(Stored items from a collection)
=== Begin Enclosure ===

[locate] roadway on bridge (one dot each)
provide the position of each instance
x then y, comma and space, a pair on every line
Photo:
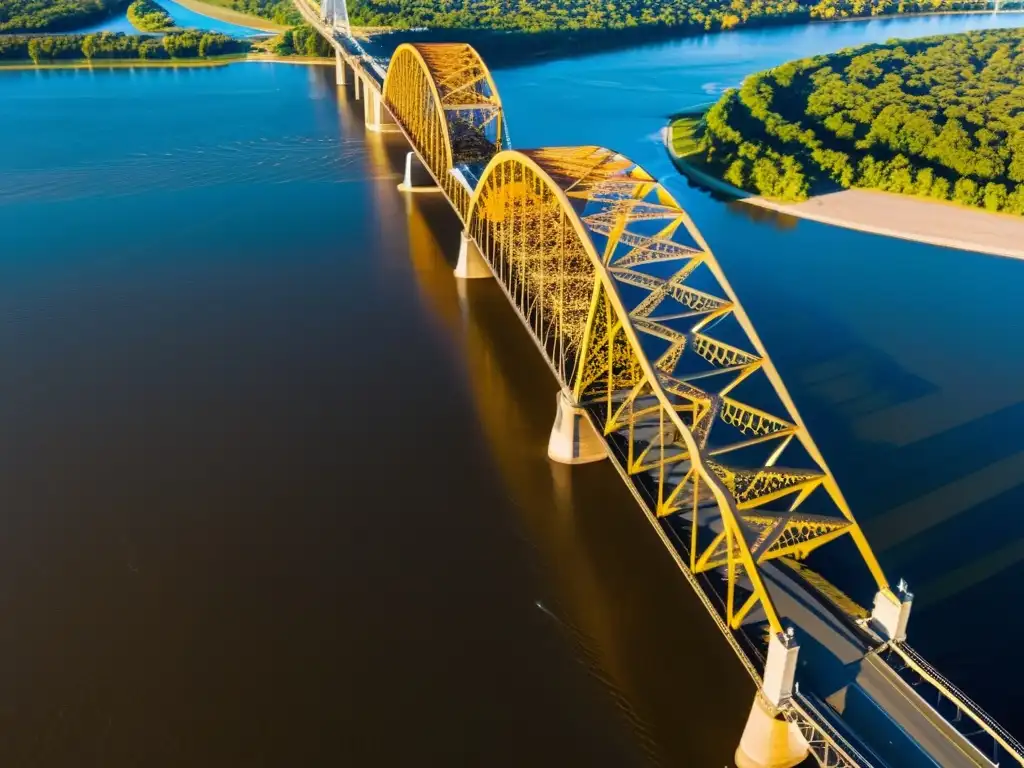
837, 664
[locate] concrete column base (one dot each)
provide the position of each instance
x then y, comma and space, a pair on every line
471, 264
340, 69
769, 741
573, 439
417, 177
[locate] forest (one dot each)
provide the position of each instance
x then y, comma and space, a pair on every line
55, 15
544, 15
104, 45
147, 16
940, 117
301, 40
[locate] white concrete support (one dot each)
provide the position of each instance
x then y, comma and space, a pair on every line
417, 177
573, 439
891, 612
780, 669
376, 115
471, 263
768, 740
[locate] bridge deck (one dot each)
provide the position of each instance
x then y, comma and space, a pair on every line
842, 669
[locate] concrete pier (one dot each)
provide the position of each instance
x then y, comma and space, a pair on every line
768, 740
340, 69
471, 264
573, 439
417, 177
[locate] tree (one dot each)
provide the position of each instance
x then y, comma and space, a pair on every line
89, 46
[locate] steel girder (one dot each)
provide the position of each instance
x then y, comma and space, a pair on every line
444, 99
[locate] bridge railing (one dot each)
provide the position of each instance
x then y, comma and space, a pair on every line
992, 739
828, 748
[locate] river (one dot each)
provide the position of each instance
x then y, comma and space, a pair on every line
183, 17
275, 487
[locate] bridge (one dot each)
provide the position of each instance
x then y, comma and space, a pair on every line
660, 372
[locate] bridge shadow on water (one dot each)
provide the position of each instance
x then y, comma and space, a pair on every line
607, 588
920, 419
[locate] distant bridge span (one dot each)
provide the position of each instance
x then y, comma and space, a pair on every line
662, 371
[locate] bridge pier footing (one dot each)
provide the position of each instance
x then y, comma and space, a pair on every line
471, 264
769, 740
340, 69
417, 177
573, 439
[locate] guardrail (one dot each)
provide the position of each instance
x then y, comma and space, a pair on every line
1003, 743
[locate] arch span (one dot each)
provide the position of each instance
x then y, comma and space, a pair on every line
640, 326
445, 101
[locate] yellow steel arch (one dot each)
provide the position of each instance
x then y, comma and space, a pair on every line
445, 101
639, 325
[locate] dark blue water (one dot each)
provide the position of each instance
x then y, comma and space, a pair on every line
275, 491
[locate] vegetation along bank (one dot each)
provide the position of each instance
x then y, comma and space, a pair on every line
147, 16
542, 15
109, 45
940, 118
54, 15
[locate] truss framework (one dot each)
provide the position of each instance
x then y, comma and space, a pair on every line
640, 326
444, 99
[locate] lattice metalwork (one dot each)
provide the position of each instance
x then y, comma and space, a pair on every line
445, 101
640, 326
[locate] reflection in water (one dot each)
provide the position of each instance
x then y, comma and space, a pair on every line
612, 592
776, 219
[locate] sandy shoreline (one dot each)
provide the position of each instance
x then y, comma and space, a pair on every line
230, 15
116, 64
902, 216
919, 219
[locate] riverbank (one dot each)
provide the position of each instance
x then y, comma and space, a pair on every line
230, 15
117, 64
918, 219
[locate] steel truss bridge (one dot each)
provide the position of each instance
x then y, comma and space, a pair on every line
662, 371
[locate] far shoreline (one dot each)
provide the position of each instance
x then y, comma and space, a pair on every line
904, 217
118, 64
230, 15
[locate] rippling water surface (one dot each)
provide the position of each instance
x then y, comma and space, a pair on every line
275, 487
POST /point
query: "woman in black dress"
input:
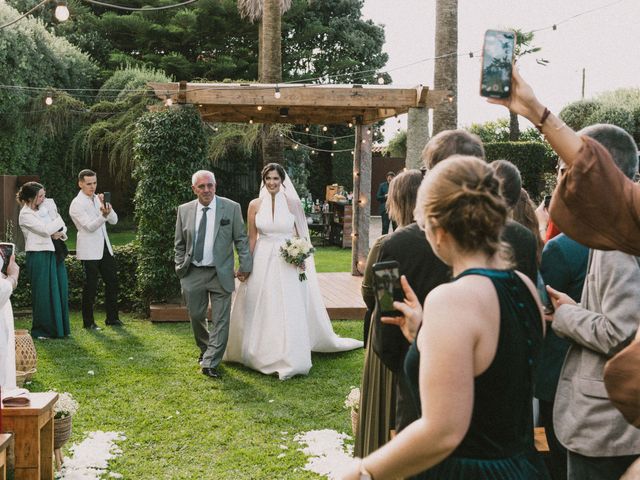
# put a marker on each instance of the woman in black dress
(471, 364)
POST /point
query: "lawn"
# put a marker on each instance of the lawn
(182, 425)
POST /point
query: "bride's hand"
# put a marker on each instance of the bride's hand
(411, 310)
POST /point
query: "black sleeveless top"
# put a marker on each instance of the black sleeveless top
(500, 437)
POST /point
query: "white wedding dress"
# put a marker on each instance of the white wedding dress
(277, 320)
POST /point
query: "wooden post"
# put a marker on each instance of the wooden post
(361, 199)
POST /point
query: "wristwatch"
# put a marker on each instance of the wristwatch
(364, 474)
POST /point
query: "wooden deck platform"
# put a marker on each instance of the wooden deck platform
(340, 291)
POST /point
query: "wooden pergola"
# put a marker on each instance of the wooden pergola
(310, 104)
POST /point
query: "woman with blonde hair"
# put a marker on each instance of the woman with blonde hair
(41, 225)
(471, 364)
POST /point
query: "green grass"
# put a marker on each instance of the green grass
(232, 428)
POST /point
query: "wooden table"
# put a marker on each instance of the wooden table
(32, 427)
(5, 438)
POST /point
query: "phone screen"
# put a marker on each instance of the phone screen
(497, 62)
(6, 250)
(544, 296)
(386, 277)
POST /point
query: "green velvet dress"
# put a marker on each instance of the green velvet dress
(499, 442)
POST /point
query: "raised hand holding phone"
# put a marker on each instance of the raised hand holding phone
(411, 312)
(497, 63)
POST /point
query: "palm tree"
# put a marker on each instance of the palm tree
(269, 13)
(445, 115)
(523, 47)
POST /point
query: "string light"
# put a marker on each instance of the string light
(62, 11)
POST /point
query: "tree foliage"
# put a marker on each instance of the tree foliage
(169, 147)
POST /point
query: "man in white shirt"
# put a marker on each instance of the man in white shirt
(90, 213)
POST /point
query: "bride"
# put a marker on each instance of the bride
(276, 319)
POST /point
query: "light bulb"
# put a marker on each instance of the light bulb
(61, 12)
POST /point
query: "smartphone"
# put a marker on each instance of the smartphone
(547, 305)
(386, 281)
(497, 63)
(6, 250)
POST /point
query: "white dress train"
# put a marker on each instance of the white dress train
(277, 320)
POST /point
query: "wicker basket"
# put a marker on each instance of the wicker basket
(61, 431)
(355, 418)
(26, 357)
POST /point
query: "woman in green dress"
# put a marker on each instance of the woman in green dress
(41, 224)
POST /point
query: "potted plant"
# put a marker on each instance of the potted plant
(353, 402)
(64, 409)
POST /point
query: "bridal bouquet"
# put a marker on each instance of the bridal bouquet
(295, 251)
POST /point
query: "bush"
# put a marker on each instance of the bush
(128, 297)
(529, 157)
(169, 147)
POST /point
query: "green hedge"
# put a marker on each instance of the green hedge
(529, 157)
(126, 260)
(170, 146)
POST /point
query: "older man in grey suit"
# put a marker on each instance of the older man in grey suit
(206, 230)
(601, 444)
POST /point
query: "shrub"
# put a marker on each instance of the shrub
(169, 147)
(529, 157)
(128, 297)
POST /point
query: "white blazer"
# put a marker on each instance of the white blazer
(92, 231)
(37, 232)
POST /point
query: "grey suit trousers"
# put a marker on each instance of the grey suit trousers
(199, 286)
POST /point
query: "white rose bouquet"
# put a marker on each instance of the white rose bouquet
(66, 405)
(295, 251)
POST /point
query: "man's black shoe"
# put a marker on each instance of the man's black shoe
(211, 372)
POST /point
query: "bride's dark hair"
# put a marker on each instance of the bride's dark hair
(269, 167)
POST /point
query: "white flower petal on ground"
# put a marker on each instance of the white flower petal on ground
(328, 455)
(90, 458)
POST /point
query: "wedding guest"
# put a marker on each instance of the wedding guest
(41, 225)
(563, 267)
(90, 214)
(578, 206)
(377, 398)
(8, 284)
(383, 193)
(475, 352)
(601, 444)
(519, 237)
(525, 214)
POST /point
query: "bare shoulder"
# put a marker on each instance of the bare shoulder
(254, 205)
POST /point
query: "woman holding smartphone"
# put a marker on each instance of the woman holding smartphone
(470, 366)
(41, 225)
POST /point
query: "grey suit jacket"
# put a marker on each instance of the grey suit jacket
(227, 231)
(607, 318)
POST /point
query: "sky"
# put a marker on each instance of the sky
(605, 43)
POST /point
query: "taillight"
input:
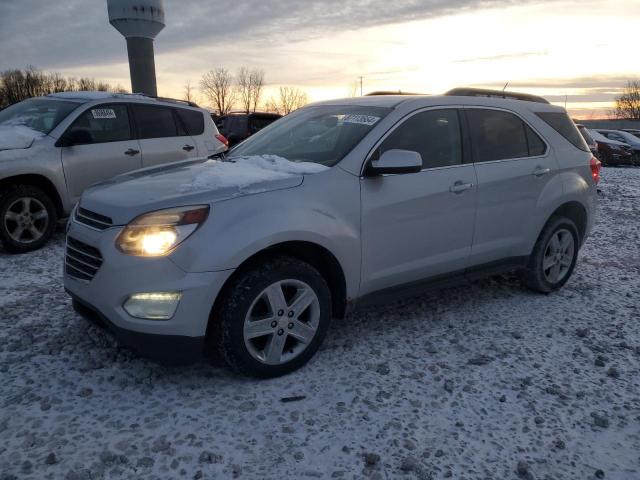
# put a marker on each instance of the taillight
(223, 139)
(595, 169)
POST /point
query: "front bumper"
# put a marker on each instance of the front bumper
(177, 340)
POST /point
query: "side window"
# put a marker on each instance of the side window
(434, 134)
(101, 124)
(497, 135)
(155, 122)
(536, 145)
(192, 120)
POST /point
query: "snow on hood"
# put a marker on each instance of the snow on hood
(17, 136)
(242, 172)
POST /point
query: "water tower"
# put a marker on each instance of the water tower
(139, 21)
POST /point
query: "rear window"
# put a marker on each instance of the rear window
(585, 134)
(192, 120)
(562, 124)
(499, 135)
(155, 122)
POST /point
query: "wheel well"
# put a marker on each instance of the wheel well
(575, 212)
(37, 181)
(313, 254)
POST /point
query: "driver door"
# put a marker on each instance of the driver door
(419, 225)
(104, 147)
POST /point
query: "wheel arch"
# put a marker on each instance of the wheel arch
(574, 211)
(39, 181)
(314, 254)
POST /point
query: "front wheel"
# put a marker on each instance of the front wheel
(554, 256)
(27, 218)
(273, 318)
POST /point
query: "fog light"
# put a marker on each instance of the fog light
(153, 306)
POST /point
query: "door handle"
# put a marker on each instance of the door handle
(539, 171)
(460, 187)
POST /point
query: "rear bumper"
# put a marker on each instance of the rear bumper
(167, 349)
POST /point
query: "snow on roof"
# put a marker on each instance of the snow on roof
(14, 136)
(90, 96)
(241, 172)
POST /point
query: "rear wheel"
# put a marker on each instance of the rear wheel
(27, 218)
(554, 256)
(273, 318)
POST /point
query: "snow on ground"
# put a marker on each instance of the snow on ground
(487, 381)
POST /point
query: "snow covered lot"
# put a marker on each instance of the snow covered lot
(483, 381)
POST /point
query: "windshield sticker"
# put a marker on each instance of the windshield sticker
(361, 119)
(103, 113)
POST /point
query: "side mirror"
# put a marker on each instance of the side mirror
(75, 137)
(395, 162)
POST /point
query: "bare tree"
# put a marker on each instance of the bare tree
(256, 81)
(17, 85)
(628, 104)
(292, 98)
(189, 94)
(217, 86)
(272, 105)
(249, 84)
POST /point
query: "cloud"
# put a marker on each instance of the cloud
(76, 32)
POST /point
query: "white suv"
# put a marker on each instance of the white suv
(339, 204)
(53, 147)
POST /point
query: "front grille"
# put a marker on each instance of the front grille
(81, 260)
(92, 219)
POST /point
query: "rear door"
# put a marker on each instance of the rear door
(163, 138)
(106, 147)
(513, 165)
(419, 225)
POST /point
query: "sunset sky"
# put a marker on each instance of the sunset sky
(581, 52)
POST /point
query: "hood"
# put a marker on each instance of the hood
(192, 182)
(13, 137)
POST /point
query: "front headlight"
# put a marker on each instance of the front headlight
(157, 233)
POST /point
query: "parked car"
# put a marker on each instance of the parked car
(612, 152)
(593, 145)
(624, 137)
(240, 126)
(337, 205)
(53, 147)
(633, 131)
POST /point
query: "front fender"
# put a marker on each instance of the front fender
(239, 228)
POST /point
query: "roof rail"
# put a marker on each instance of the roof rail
(167, 99)
(482, 92)
(384, 92)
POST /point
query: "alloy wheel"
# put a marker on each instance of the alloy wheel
(26, 220)
(558, 256)
(281, 322)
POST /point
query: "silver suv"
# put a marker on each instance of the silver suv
(53, 147)
(339, 204)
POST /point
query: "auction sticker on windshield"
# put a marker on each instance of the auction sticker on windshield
(103, 113)
(361, 119)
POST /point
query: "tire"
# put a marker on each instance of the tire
(251, 306)
(26, 209)
(538, 275)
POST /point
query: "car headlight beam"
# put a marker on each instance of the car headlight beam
(158, 233)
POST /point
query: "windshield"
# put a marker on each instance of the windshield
(322, 134)
(42, 115)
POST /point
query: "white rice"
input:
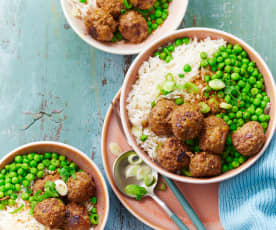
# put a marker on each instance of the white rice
(151, 74)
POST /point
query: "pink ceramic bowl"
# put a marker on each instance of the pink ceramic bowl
(80, 159)
(200, 33)
(177, 9)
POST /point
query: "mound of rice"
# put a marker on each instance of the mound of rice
(152, 73)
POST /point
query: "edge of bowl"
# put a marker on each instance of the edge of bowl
(150, 162)
(66, 146)
(107, 49)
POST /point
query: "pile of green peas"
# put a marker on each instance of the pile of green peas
(165, 52)
(24, 169)
(244, 91)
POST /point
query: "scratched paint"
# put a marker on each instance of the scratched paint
(47, 73)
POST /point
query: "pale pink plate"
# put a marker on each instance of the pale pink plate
(203, 198)
(177, 10)
(81, 160)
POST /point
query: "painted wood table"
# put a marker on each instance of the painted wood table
(56, 87)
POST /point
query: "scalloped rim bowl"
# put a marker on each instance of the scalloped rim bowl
(177, 10)
(200, 33)
(80, 159)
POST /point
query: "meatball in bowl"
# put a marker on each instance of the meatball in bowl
(199, 105)
(54, 186)
(123, 27)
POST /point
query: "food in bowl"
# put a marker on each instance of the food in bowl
(115, 20)
(205, 94)
(46, 191)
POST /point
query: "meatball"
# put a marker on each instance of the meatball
(204, 165)
(249, 139)
(213, 136)
(143, 4)
(133, 27)
(187, 121)
(114, 7)
(100, 24)
(39, 184)
(76, 217)
(50, 212)
(160, 117)
(172, 154)
(80, 189)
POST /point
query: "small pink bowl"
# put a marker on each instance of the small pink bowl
(177, 10)
(200, 33)
(80, 159)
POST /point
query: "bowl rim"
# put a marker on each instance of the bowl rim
(150, 162)
(103, 47)
(62, 145)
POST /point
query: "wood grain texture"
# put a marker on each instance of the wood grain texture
(55, 87)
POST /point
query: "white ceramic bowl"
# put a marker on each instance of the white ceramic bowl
(177, 10)
(200, 33)
(80, 159)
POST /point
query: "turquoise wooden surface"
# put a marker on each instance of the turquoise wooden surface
(56, 87)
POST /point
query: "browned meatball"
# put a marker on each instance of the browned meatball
(213, 135)
(249, 139)
(50, 212)
(187, 121)
(160, 117)
(76, 217)
(133, 27)
(172, 154)
(80, 189)
(39, 184)
(204, 165)
(100, 24)
(143, 4)
(114, 7)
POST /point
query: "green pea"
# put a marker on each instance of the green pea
(33, 163)
(47, 155)
(52, 168)
(159, 21)
(178, 42)
(18, 159)
(185, 41)
(24, 196)
(204, 63)
(212, 61)
(162, 56)
(30, 177)
(17, 187)
(203, 55)
(171, 48)
(40, 174)
(187, 68)
(33, 170)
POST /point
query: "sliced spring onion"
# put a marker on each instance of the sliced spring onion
(131, 170)
(224, 105)
(216, 84)
(168, 86)
(18, 209)
(162, 187)
(61, 187)
(149, 180)
(204, 108)
(169, 77)
(190, 87)
(135, 190)
(134, 159)
(142, 172)
(94, 219)
(127, 5)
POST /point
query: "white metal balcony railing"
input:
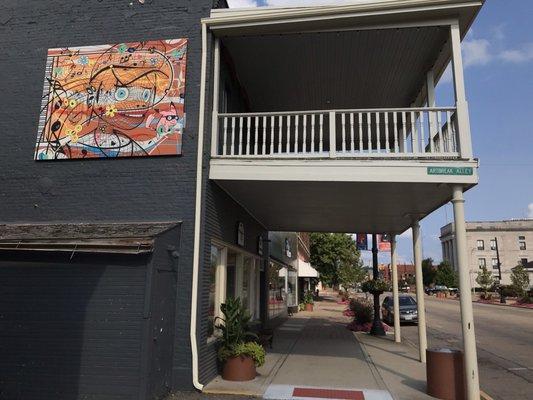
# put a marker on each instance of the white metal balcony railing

=== End Enclosure ===

(ACTIVITY):
Pictures excluded, repeat the records exactly from their opening line through the line containing "[locate] river (one dot each)".

(OUTPUT FOR THIS EXERCISE):
[locate] roadway on bridge (one dot each)
provide the position of each instance
x then y, comma and space, a pair on every line
Photo:
837, 664
[locate] concrete column base (one dot each)
provide the position of each instance
x then y, comma and space, a pair on every line
471, 264
340, 69
769, 741
573, 439
417, 177
[locate] forest (one dot each)
provide the position of each instance
x then y, comma and space, a pair on every line
55, 15
544, 15
104, 45
147, 16
940, 117
301, 40
[locate] white concrete support (one dot each)
provide the position of each instance
x then y, comma and space, a pair on every line
417, 177
573, 439
891, 612
780, 669
376, 115
471, 263
768, 740
[locate] bridge deck (one dot each)
provide the position of each instance
x then y, comma and space, a pair on every line
842, 669
[locate] concrete pier (one dot each)
provide the position of each instance
x then y, comma and space, a pair on every line
768, 740
340, 69
471, 264
573, 439
417, 177
[locate] tree (one dot each)
provide the position of each instance
x then y, comma and space, a pair on every line
89, 46
[locate] steel girder (one dot each)
provide the position of each instance
x then y, comma and space, a pair on every line
444, 99
[locate] bridge railing (one dot each)
provide the position of each instance
x then y, comma and space, a pair on every line
992, 739
828, 748
[locate] river (one dot each)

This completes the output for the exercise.